[Selected excerpt start]

Collapse Curriculum

Collapse Curriculum

The Myth of Inevitability

Chapter 9 from Ten Myths of Progress

Justin McAffee's avatar
Justin McAffee
Sep 05, 2025
∙ Paid
43
14
7
Share

Aye, friends, I’ve just returned from a journey through Scotland… my first, and likely last, international flight experience (oh the humanity!). We went to celebrate my parents’ fiftieth anniversary and to walk the hills and glens of my namesake’s ancestral homeland. The landscapes were hauntingly old, full of stone and story, and they stirred more than one hard conversation with my family about what it all means. This chapter, from my upcoming book Ten Myths of Progress, grapples with one of the biggest myths I hear all the time… that everything we see around us from civilization, industry to empire, was bound to happen. That human nature itself guarantees expansion, domination, and exploitation. That nothing else was ever possible. There’s a substantial preview and the full chapter below for paid subscribers.

I’ve had some of my most difficult conversations about human nature with my family on long car rides, evenings after a meal, or most recently, while traveling together through the Scottish Highlands. Surrounded by landscapes older than history itself, it was easy to feel the weight of time pressing in. Ancient ruins clung to the hillsides, reminders of kingdoms that rose and fell. The Enlightenment thinkers who shaped so much of modern thought had walked these streets. And yet, the very stones seemed to whisper a different story: cycles of glory, collapse, and conquest repeating endlessly.

[Selected excerpt end]
[Extracted records start]

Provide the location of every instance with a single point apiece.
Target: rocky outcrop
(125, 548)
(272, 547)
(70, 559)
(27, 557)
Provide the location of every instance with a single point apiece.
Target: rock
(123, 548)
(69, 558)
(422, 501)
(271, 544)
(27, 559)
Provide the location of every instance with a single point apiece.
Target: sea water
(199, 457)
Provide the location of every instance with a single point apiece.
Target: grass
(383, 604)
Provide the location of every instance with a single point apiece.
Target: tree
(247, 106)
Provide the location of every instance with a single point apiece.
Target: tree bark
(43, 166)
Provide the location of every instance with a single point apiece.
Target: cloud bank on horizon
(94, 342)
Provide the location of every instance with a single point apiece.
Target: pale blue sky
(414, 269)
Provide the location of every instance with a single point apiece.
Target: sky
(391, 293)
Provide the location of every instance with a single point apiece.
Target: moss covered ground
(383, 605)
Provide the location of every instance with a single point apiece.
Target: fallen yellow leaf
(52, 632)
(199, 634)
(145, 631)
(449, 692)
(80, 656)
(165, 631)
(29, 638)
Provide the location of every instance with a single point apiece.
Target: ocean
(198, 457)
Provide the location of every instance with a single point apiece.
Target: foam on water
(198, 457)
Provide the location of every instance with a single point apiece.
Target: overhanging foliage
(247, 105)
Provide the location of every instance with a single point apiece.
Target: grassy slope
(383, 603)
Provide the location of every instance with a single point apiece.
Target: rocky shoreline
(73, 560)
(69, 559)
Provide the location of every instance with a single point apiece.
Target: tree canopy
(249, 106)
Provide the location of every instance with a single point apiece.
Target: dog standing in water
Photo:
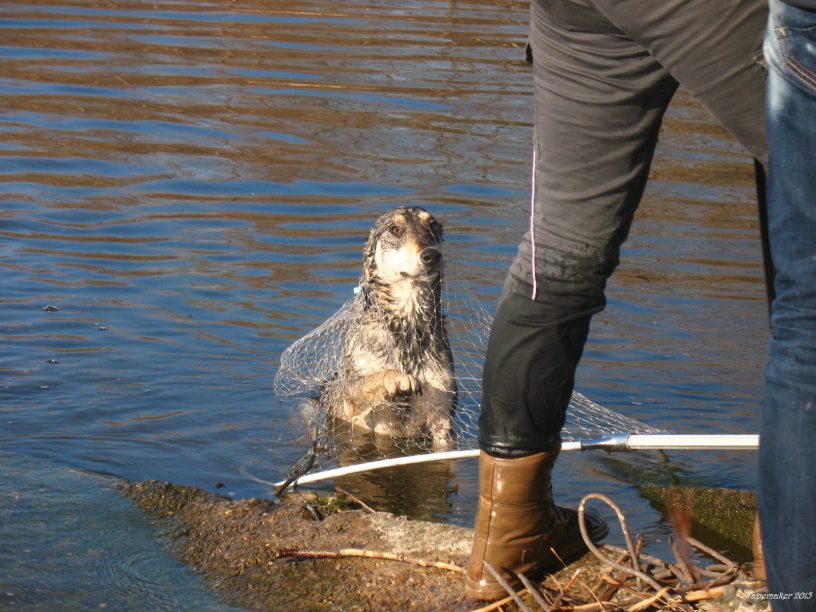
(396, 375)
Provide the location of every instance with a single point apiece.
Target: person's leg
(600, 97)
(713, 49)
(599, 103)
(787, 482)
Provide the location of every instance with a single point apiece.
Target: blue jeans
(787, 457)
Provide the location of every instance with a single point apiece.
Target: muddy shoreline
(236, 545)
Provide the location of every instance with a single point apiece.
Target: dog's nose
(430, 256)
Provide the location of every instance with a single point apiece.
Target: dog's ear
(369, 251)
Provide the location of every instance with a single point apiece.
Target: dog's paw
(396, 383)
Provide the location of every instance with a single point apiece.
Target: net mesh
(312, 361)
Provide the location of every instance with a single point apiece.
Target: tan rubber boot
(518, 527)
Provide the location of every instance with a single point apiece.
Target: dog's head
(404, 245)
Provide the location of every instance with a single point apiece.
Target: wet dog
(396, 374)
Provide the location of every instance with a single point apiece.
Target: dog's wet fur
(396, 376)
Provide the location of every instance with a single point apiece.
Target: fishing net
(311, 362)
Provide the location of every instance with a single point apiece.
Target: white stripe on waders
(532, 228)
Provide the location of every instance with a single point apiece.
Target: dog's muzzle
(430, 257)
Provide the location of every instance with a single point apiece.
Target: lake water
(185, 188)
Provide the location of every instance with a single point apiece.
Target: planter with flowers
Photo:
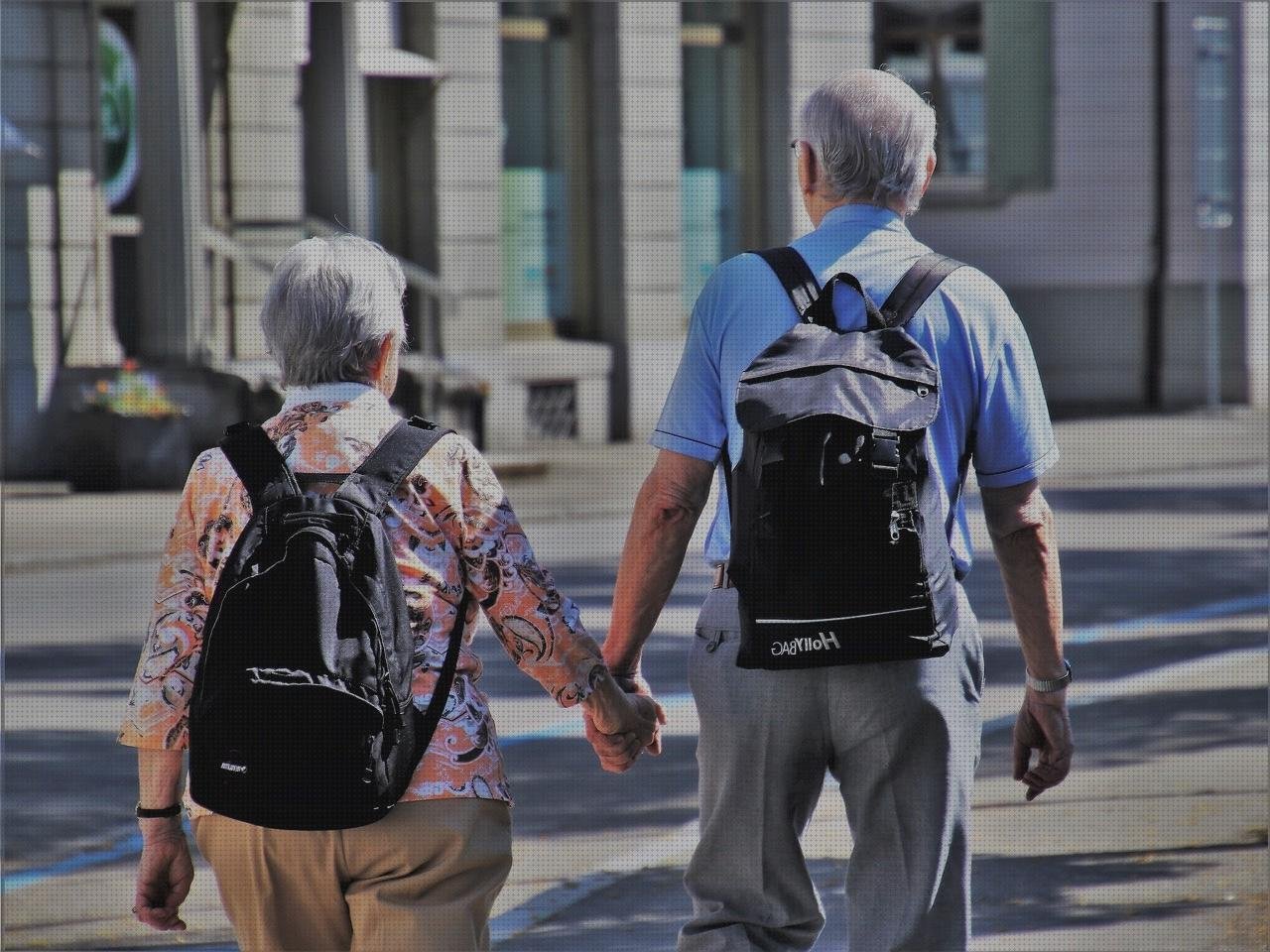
(127, 433)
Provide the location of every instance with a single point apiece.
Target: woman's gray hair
(331, 303)
(871, 135)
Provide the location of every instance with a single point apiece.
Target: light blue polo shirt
(988, 381)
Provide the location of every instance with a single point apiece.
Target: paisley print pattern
(453, 532)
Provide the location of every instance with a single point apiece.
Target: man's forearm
(656, 543)
(159, 777)
(1029, 567)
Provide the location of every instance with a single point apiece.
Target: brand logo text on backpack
(824, 642)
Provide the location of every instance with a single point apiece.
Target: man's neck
(818, 207)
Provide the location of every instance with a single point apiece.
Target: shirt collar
(870, 216)
(333, 393)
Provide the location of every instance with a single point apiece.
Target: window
(544, 176)
(985, 68)
(720, 139)
(939, 50)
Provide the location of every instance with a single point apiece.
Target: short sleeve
(1014, 436)
(693, 419)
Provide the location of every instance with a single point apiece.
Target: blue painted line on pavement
(1080, 635)
(122, 849)
(1084, 634)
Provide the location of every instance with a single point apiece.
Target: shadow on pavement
(1139, 729)
(1012, 895)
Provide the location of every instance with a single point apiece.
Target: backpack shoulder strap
(917, 285)
(259, 465)
(799, 282)
(375, 481)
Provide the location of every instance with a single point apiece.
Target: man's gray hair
(871, 136)
(330, 304)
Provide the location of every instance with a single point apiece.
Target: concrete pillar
(173, 284)
(652, 168)
(84, 277)
(1256, 197)
(266, 154)
(826, 39)
(468, 162)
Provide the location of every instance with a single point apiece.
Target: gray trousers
(902, 739)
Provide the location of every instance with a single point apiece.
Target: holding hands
(622, 721)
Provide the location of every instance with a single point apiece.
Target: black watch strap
(166, 812)
(1052, 684)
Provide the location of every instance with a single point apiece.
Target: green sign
(118, 100)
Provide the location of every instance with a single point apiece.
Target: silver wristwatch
(1046, 685)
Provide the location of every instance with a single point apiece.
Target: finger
(654, 746)
(612, 743)
(1023, 758)
(1044, 775)
(617, 765)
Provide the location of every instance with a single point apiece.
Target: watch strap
(166, 812)
(1046, 685)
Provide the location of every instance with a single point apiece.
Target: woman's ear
(930, 172)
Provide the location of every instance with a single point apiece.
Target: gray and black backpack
(303, 714)
(839, 552)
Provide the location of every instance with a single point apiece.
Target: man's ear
(807, 169)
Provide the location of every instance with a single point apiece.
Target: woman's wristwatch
(1048, 684)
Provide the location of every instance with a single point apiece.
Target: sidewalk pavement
(1165, 849)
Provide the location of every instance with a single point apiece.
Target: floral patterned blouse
(451, 504)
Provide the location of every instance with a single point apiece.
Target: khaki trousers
(425, 878)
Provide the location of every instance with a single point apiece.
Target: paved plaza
(1157, 841)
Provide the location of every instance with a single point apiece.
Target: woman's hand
(164, 875)
(620, 725)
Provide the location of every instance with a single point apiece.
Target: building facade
(561, 178)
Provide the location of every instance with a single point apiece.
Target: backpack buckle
(884, 453)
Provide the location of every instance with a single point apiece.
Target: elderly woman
(425, 876)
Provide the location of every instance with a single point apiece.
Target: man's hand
(1044, 726)
(164, 875)
(621, 725)
(636, 684)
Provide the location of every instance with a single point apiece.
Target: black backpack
(302, 715)
(838, 546)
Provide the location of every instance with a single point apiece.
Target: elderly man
(426, 875)
(902, 738)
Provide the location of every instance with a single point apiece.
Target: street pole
(1213, 321)
(1214, 191)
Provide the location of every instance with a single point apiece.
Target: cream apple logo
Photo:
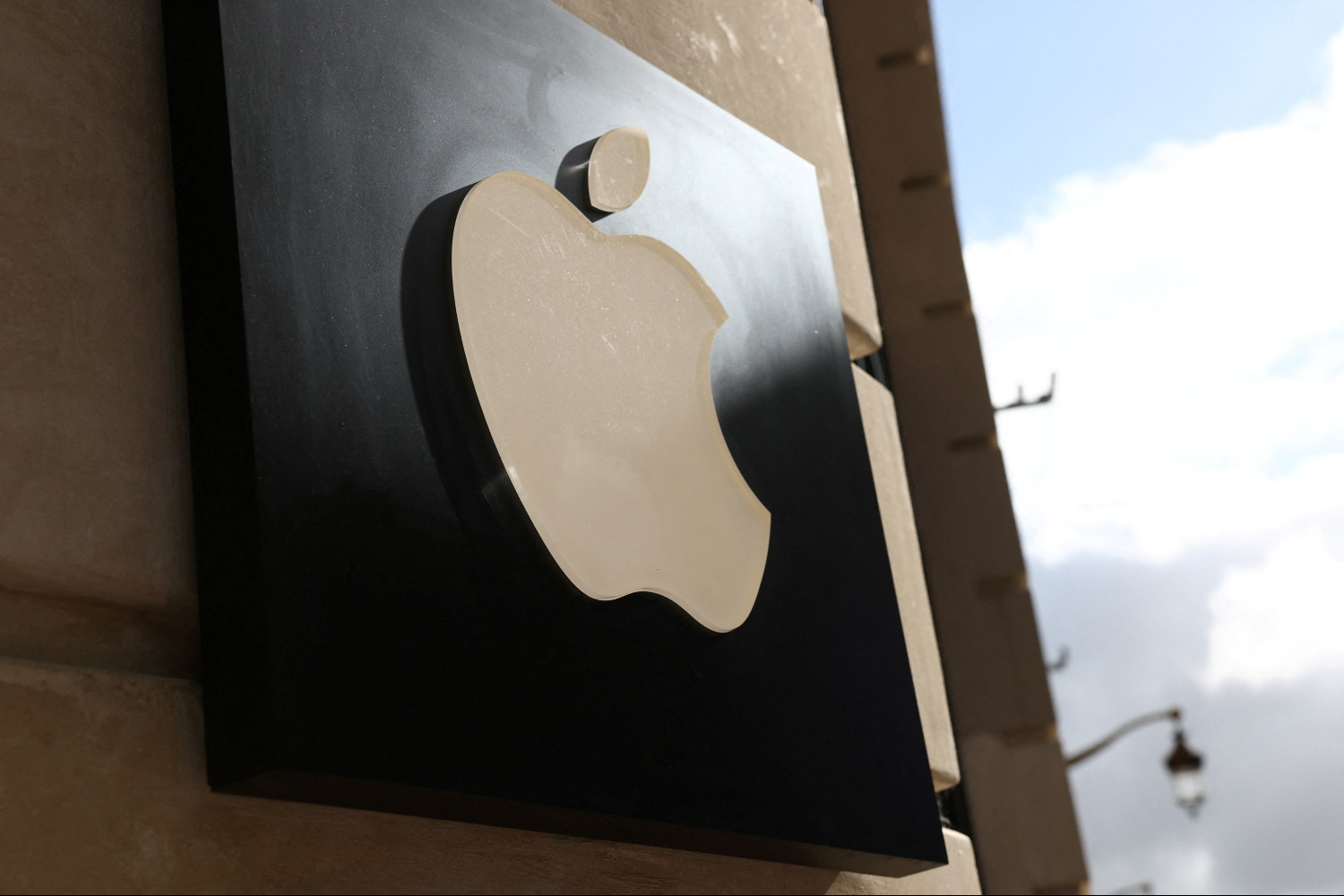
(590, 359)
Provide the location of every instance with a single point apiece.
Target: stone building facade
(102, 782)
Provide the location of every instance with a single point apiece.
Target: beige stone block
(898, 522)
(965, 517)
(884, 61)
(938, 375)
(995, 673)
(769, 64)
(959, 876)
(105, 791)
(1023, 813)
(917, 258)
(99, 633)
(94, 489)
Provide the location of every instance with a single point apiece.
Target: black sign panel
(382, 626)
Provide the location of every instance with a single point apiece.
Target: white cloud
(1281, 619)
(1193, 308)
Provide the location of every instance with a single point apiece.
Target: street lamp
(1183, 763)
(1187, 780)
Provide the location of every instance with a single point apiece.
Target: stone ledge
(105, 790)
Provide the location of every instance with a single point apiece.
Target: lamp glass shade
(1185, 767)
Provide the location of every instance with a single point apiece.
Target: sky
(1150, 196)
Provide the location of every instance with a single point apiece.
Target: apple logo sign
(590, 360)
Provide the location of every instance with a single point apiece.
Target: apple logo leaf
(618, 168)
(590, 360)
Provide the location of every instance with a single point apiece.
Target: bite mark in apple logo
(590, 360)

[Extracted records end]

**Task instructions**:
1 > List the settings the chapter excerpt gives for the author's most difficult conversations about human nature with family.
2 > Using the chapter excerpt, decide whether each statement agrees with it, and back each decision with the exact words that settle it.
(a) The trip to Scotland was made to celebrate the author's parents' fiftieth anniversary.
(b) The author has taken many international flights before.
(c) The full chapter is available to every reader.
3 > According to the chapter excerpt, which book is this chapter from, and what is its chapter number?
The rows are separate material and are unrelated to the chapter excerpt.

**Solutions to each task**:
1 >
- long car rides
- evenings after a meal
- while traveling together through the Scottish Highlands

2 >
(a) Yes: "We went to celebrate my parents’ fiftieth anniversary"
(b) No: "my first, and likely last, international flight experience"
(c) No: "the full chapter below for paid subscribers"

3 > It is Chapter 9 of *Ten Myths of Progress*.